▸ Contour annotation entries
····················
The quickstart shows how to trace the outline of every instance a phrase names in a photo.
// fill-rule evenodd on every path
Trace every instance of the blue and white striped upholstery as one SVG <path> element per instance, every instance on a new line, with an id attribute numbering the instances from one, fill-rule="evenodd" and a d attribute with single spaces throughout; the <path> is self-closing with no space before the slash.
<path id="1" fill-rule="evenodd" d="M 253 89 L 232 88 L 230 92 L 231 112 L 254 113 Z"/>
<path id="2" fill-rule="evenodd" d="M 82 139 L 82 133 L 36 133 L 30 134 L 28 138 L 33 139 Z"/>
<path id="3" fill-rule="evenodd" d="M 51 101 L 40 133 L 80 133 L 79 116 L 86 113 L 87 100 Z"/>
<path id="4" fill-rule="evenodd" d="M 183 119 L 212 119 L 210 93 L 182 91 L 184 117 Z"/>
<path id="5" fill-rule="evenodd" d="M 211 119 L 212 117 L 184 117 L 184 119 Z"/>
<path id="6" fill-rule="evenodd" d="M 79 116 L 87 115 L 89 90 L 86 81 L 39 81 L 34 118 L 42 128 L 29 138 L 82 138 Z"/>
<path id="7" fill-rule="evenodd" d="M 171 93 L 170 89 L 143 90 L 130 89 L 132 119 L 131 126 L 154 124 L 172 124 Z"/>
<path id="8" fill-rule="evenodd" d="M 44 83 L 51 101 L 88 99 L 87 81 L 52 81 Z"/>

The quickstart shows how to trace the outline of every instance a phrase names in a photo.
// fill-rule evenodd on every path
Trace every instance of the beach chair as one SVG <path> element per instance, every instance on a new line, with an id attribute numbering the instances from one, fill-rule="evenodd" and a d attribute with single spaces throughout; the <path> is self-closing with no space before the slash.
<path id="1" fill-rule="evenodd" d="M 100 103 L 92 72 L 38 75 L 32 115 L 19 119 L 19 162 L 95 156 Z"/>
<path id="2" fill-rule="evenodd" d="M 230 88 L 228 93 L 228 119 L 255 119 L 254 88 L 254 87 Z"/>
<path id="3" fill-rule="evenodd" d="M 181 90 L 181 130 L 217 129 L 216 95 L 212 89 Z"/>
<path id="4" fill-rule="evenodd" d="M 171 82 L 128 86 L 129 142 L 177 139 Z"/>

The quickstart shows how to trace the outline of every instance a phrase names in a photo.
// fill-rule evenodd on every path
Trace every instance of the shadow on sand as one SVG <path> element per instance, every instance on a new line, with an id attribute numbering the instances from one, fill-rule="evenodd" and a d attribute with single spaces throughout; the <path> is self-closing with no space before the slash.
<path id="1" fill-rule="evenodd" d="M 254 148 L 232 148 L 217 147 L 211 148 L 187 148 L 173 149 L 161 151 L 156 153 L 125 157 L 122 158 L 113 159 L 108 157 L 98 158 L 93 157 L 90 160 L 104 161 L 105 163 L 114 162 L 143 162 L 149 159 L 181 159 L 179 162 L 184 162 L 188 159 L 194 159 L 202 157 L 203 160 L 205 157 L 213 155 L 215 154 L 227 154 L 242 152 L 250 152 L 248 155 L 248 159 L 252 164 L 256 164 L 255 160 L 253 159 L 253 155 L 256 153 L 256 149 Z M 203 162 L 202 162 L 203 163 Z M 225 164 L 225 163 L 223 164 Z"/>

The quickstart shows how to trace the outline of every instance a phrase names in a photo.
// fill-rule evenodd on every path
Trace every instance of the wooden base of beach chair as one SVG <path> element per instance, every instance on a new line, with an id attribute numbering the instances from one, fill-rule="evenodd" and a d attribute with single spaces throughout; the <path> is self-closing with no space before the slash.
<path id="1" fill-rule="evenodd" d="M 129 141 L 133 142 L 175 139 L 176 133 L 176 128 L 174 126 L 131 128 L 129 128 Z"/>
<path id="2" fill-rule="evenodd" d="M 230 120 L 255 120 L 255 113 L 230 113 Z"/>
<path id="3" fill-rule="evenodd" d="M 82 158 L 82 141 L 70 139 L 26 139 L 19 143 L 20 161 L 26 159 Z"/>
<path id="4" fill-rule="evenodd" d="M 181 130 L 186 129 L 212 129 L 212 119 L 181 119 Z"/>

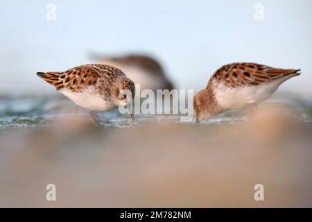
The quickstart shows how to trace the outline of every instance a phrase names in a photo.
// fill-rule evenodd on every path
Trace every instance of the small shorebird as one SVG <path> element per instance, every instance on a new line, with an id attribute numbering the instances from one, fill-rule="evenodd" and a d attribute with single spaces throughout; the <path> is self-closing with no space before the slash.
····················
▸ OBJECTIVE
Reproduce every entry above verbatim, line for line, and omit the pictures.

▸ OUTPUT BELOW
The quickstart shows how to trace the outline of every instance a phrase names in a photo.
// fill-rule evenodd on every path
Trace every instance of the blue and white striped upholstery as one SVG <path> element per instance, every instance on a new line, with an id attribute numbering the instances from one, fill-rule="evenodd" and a d attribute with single spaces throughout; the <path> is self-closing with no space before the slash.
<path id="1" fill-rule="evenodd" d="M 253 89 L 232 88 L 230 92 L 231 112 L 254 113 Z"/>
<path id="2" fill-rule="evenodd" d="M 82 139 L 82 133 L 36 133 L 30 134 L 28 138 L 33 139 Z"/>
<path id="3" fill-rule="evenodd" d="M 51 101 L 40 133 L 80 133 L 79 116 L 86 113 L 87 100 Z"/>
<path id="4" fill-rule="evenodd" d="M 183 119 L 212 119 L 210 93 L 182 91 L 184 117 Z"/>
<path id="5" fill-rule="evenodd" d="M 211 119 L 212 117 L 184 117 L 184 119 Z"/>
<path id="6" fill-rule="evenodd" d="M 79 116 L 87 115 L 89 90 L 86 81 L 39 81 L 34 118 L 42 128 L 29 138 L 82 138 Z"/>
<path id="7" fill-rule="evenodd" d="M 171 93 L 170 89 L 143 90 L 130 89 L 132 119 L 131 126 L 154 124 L 172 124 Z"/>
<path id="8" fill-rule="evenodd" d="M 44 83 L 51 101 L 88 99 L 87 81 L 52 81 Z"/>

The quickstart shows how to trace the outline of every instance a phrase names in a photo.
// fill-rule evenodd on every path
Trace every instance of the beach chair as one SVG <path> element per instance, every instance on a new line, with an id attribute numbering the instances from one, fill-rule="evenodd" and a d attribute with single spaces throughout; the <path> is self-closing with no space before the slash.
<path id="1" fill-rule="evenodd" d="M 100 103 L 92 72 L 38 75 L 32 115 L 19 119 L 19 162 L 95 156 Z"/>
<path id="2" fill-rule="evenodd" d="M 230 88 L 228 93 L 228 119 L 255 119 L 254 88 L 254 87 Z"/>
<path id="3" fill-rule="evenodd" d="M 181 90 L 181 130 L 217 129 L 216 95 L 212 89 Z"/>
<path id="4" fill-rule="evenodd" d="M 171 82 L 128 86 L 129 142 L 177 139 Z"/>

The quickstart shows how to trace the outline of every instance a phrase names in a photo.
// fill-rule evenodd on every path
Trace every instance of the shadow on sand as one SVG <path> element per instance, every instance on a new line, with an id attribute numbering the instances from one, fill-rule="evenodd" and a d attribute with single spaces throughout; the <path> is self-closing with no space before the slash.
<path id="1" fill-rule="evenodd" d="M 254 148 L 232 148 L 217 147 L 211 148 L 187 148 L 173 149 L 161 151 L 156 153 L 125 157 L 122 158 L 113 159 L 108 157 L 98 158 L 93 157 L 90 160 L 104 161 L 105 163 L 114 162 L 143 162 L 149 159 L 181 159 L 179 162 L 184 162 L 188 159 L 194 159 L 202 157 L 203 160 L 205 157 L 213 155 L 215 154 L 227 154 L 242 152 L 250 152 L 248 155 L 248 159 L 252 164 L 256 164 L 255 160 L 253 159 L 253 155 L 256 153 L 256 149 Z M 203 162 L 202 162 L 203 163 Z M 225 164 L 225 163 L 223 164 Z"/>

The quickstart shows how to trace the outline of every instance a phrase names in a photo.
// fill-rule evenodd on every path
Trace every instance of the wooden base of beach chair as one SVG <path> element per instance, every instance on a new line, with an id attribute numbering the instances from one, fill-rule="evenodd" and a d attribute with single spaces throughout; the <path> is self-closing with no space before the slash.
<path id="1" fill-rule="evenodd" d="M 129 141 L 133 142 L 175 139 L 176 133 L 176 128 L 174 126 L 131 128 L 129 128 Z"/>
<path id="2" fill-rule="evenodd" d="M 230 120 L 255 120 L 255 113 L 230 113 Z"/>
<path id="3" fill-rule="evenodd" d="M 82 158 L 82 141 L 70 139 L 26 139 L 19 143 L 20 161 L 26 159 Z"/>
<path id="4" fill-rule="evenodd" d="M 181 130 L 186 129 L 212 129 L 212 119 L 181 119 Z"/>

The quickstart shows how to trace the outline of every instance a phrase names in a photo.
// fill-rule evenodd on every path
Trace every instance of the small shorebird as one SVG <path> element per instance, every instance on a new line, with an id attribute numbering the instances from one, fill-rule="evenodd" and a d attribute with single spaces throughout; the <path> is self-closing with no space before the slash.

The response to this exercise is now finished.